* _YOUR GOAL_
With the pictures left out, output the records below exactly.

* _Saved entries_
BEGIN

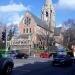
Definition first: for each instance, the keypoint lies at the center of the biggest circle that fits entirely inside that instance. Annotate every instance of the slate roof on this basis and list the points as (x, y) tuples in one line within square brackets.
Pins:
[(39, 22)]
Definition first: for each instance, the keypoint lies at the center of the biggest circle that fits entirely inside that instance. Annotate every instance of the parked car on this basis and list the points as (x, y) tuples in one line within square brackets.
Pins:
[(22, 55), (44, 55), (18, 55), (62, 60), (6, 65)]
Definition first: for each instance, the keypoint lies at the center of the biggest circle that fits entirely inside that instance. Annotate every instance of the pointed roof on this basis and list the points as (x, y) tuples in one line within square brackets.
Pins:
[(39, 22), (48, 2)]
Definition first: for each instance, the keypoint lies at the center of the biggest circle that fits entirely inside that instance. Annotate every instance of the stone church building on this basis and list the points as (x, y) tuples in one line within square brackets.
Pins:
[(34, 31)]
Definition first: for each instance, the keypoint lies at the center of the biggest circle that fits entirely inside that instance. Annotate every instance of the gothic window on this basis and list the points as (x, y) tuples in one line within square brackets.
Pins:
[(30, 30), (26, 30), (46, 14), (27, 21)]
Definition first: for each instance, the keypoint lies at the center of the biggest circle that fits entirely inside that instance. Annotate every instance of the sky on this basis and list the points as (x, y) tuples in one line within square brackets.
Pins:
[(12, 11)]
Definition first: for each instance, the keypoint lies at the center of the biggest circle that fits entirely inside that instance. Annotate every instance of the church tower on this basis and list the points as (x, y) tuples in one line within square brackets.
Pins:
[(48, 14)]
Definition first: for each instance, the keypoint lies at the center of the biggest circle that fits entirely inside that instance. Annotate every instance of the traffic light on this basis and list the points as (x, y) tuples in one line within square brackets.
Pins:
[(3, 36)]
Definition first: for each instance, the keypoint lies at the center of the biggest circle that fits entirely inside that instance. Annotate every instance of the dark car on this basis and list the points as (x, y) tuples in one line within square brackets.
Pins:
[(22, 55), (62, 60), (6, 65), (44, 55)]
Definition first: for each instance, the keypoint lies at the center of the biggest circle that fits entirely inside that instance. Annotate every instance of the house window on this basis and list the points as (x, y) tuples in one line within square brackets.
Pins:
[(46, 14), (26, 30), (27, 21), (30, 30)]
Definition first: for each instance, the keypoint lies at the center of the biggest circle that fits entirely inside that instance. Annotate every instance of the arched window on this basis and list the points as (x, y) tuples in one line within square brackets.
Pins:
[(46, 14), (27, 21)]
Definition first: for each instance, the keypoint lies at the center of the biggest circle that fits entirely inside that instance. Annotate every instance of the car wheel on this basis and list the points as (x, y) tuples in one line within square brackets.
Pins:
[(7, 70)]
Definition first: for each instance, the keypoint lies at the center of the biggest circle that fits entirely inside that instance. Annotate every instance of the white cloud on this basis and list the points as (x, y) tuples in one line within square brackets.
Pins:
[(12, 13), (14, 8), (59, 25), (66, 4)]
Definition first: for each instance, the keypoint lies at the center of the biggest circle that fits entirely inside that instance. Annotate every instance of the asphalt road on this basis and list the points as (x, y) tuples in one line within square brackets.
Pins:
[(39, 66)]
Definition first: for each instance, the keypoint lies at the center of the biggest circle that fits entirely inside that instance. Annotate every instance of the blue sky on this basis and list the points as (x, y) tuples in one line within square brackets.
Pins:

END

* _OUTPUT FOR THIS EXERCISE_
Definition first: for each instance, the keypoint lies at the center of the biggest circle that fits entirely inside that instance. Annotate every instance of the slate roof on this basis and list the points as (x, y) tuples in one line within square brackets.
Pins:
[(39, 22)]
Definition first: for each instance, the keypoint lies at the center of the biggest circle that fits entirely inside that instance. Annotate every instance of the parked car on this basis and list the points as (x, y) tuples in one line within square brackets.
Pins:
[(22, 55), (44, 55), (18, 55), (62, 60), (6, 65)]
Definition first: for each instance, the keypoint lies at the center of the biggest circle that fits entirely inside that instance. Annotate every instance of the pointed roof on this basis and list the points as (x, y) tuples in one line within square brackets.
Pins:
[(39, 22), (48, 2)]
Definition first: for each instance, the keypoint lies at the center of the biggest circle that fits entirely inside that instance. Annotate every instance of the stone church building on this basis and list the points as (x, y) tuples in one line within square brackets.
Pins:
[(34, 31)]
Definition first: for each instance, the keypoint lies at the center of the biggest circle that fits entirely inside that instance. Annotate every instance of the gothic window on this basis and list the points as (x, y) tuples in one line within square brackets.
Pins:
[(30, 30), (26, 30), (46, 14), (27, 21)]
Definition first: for each instance, the keypoint lies at the center of the biggest circle that fits entirely inside that instance. Annotate every instance of the sky on this basis and list the points as (x, y) tuples in one line within square brackets.
Pins:
[(12, 11)]
Definition first: for each instance, the keypoint lies at the center of the biggest circle that fits entirely inside that instance. Annotate every instance of the church tower on this basis and list the points as (x, y) tuples in one line within square brackets.
Pins:
[(48, 14)]
Definition first: for each instance, the keypoint lies at the center of the biggest circle that fits entirely inside that instance. Annotate every instance of the traffic light on this basis and list the points as (x, y) tuples in one line within square brackets.
Pins:
[(3, 36)]
Definition first: for each instance, the keypoint lies at the center of the biggest circle that fits entirely inside that instance. Annotate every instance of the dark car on this basis and list the points as (x, y) tuples in one line within square brackets.
Pins:
[(22, 55), (62, 60), (6, 65), (44, 55)]
Definition first: for each instance, the keypoint lies at the center of the biggest circle that fits entirely inside that instance. Annotate every instance of the house window on this basis and list the points as (x, y) tuples in one line within square brackets.
Pins:
[(46, 14), (26, 30), (27, 21), (30, 30)]
Definition first: for each instance, the keypoint lies at the center of the biggest circle that fits entirely inside that instance. Annotate every instance of the arched window on this basis and list the points as (x, y) tuples in one line within square brackets.
Pins:
[(46, 14), (27, 21)]
Definition first: for each instance, the keypoint lies at the center of the biggest circle that fits entirely inside that instance. Annotate every instance of the car wheel on this basis and list the points as (x, y) tuples in one line within square brackets.
Pins:
[(7, 70)]
Definition first: for each instance, the keypoint lies at the center of the biggest circle that fits entirely inside that instance. Annotate every instance of the white cloud on this basis and list the points as (x, y) tuples in one line within square brackets.
Pins:
[(12, 13), (14, 8), (59, 25), (66, 4)]
Definition first: for each instance, the keypoint lies at the center of the biggest circle that fits entirely inside that instance. Annotate every instance of the asphalt road on this basis and list the points as (x, y) tuples in one line within square brackets.
Pins:
[(39, 66)]
Definition first: for each instance, the keypoint lies at the center of the biggest circle that fits entirely inside that instance. Annotate every instance of the blue sky on this basis and list the points as (x, y) tuples in one line within square brackets.
Pins:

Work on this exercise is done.